Finally, as if confirmation of my unpopularity were needed, a notice was pinned up (and is still there) by the signing-in desk that “no members of TAC are allowed on site unless accompanied by a TAC duty officer”. The following list of D.O.’s lists every member of TAC who visits Hooton except me. It seems I am not allowed on site in the name of the group of which I have been a member for 25 years unless another member is there. I often used to call in mid-week to do a few bits (members attend weekends) and this prevents even that. Signed, of course, by the Griffin woman. Management attention to detail is, apparently, everything.

Rented area summary:

My areas were:

Hut 29 (half) – 20ft x 30ft, plus a sliver of another area in the same hut. Total rent was £1650 annually which works out at about £2.50 per sq/ft.

Wash bay – 40ft x 10ft @ £1000 annually which works out at £2.50 sq/ft

A trailer and 748 fin/rudder were stored externally at £100 each.

Griffin Trust areas/rental summary

2 x M/T sheds approx 150ft x 50ft = 2 x 7,500 = 15,000sq/ft – rental? Free.

Area between above sheds (fenced off) 100ft x 150ft = 15,000sq/ft – rental? Free.
The equivalent cost at £2.50 sq/ft is therefore £75,000.

The reason touted for the free rent is that the GT paid to have the roofs of their own sheds replaced at around £17,000. Because (technically) the HPT own these sheds then this was accepted in lieu of rent. They had the roofs done about 6 years ago, however, because the roofs were classed as a temporary structure (remember the Hooton Park buildings are Grade 2* listed) they are only supposed to be on for 5 years before the correct materials are utilised for replacement, so they are out of time).

It is also relevant to point out that the Griffin Trust are a registered charity and a limited company and on this basis they will get rates exemption and are also able to offset their costs against the business.

Covered shed – 50ft x 10ft = 500 sq/ft Rent? – free

Outside scrap/storage area approx 30ft x 30ft = 900 sq/ft Rent? – free

Hangar 2 annexe – the Griffin Trust have the full length of the hangar of rooms utilised as their offices, private WC’s, archive room etc, etc. Size about 80ft x 30ft = 2,400 ft – Rent? Free.

Private grassed area outside their offices – approx 80ft x 40ft.

May I suggest that the Griffin Trust have a very nice arrangement at Hooton Park. They are not the owners but they are assuredly the occupiers. The tail wags the dog!

● **Entries supplied**
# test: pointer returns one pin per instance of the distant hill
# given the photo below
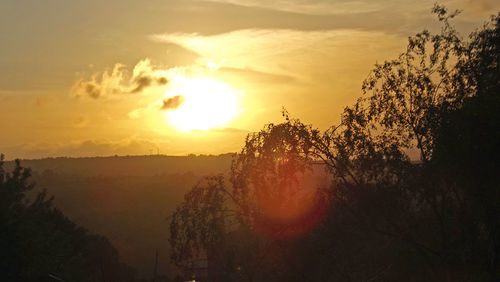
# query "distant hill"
(131, 165)
(127, 199)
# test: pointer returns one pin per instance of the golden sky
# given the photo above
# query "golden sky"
(87, 78)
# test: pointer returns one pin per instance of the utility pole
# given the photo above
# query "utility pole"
(156, 265)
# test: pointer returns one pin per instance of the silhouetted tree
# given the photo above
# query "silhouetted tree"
(394, 216)
(38, 241)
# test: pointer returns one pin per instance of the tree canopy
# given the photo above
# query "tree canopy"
(386, 213)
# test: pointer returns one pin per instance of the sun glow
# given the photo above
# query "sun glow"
(207, 104)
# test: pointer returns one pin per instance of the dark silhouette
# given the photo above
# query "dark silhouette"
(386, 214)
(39, 243)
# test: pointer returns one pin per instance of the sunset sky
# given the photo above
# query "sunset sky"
(97, 78)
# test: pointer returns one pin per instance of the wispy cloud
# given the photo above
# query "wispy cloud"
(173, 103)
(117, 81)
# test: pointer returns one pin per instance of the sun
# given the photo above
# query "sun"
(207, 104)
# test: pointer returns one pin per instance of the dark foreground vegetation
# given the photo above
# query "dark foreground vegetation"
(39, 243)
(383, 216)
(351, 203)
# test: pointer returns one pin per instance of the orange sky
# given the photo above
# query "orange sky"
(86, 78)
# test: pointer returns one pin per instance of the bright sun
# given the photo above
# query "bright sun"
(207, 104)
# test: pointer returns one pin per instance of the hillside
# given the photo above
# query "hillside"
(127, 199)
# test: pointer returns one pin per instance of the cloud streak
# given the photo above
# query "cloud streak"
(117, 81)
(173, 103)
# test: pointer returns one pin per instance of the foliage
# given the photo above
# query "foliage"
(394, 216)
(37, 240)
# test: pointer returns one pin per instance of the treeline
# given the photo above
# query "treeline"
(39, 243)
(383, 216)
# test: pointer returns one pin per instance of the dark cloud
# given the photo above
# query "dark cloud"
(161, 80)
(173, 103)
(92, 89)
(141, 82)
(117, 81)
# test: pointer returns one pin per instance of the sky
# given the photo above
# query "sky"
(99, 78)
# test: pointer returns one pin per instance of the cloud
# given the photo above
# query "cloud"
(117, 81)
(173, 103)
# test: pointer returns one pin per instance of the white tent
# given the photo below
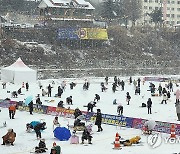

● **Aim of the task**
Reproduce the Hooton Park passage word for word, starting at "The reason touted" and continuing up to and including "against the business.".

● **Output of the task**
The reason touted for the free rent is that the GT paid to have the roofs of their own sheds replaced at around £17,000. Because (technically) the HPT own these sheds then this was accepted in lieu of rent. They had the roofs done about 6 years ago, however, because the roofs were classed as a temporary structure (remember the Hooton Park buildings are Grade 2* listed) they are only supposed to be on for 5 years before the correct materials are utilised for replacement, so they are out of time).

It is also relevant to point out that the Griffin Trust are a registered charity and a limited company and on this basis they will get rates exemption and are also able to offset their costs against the business.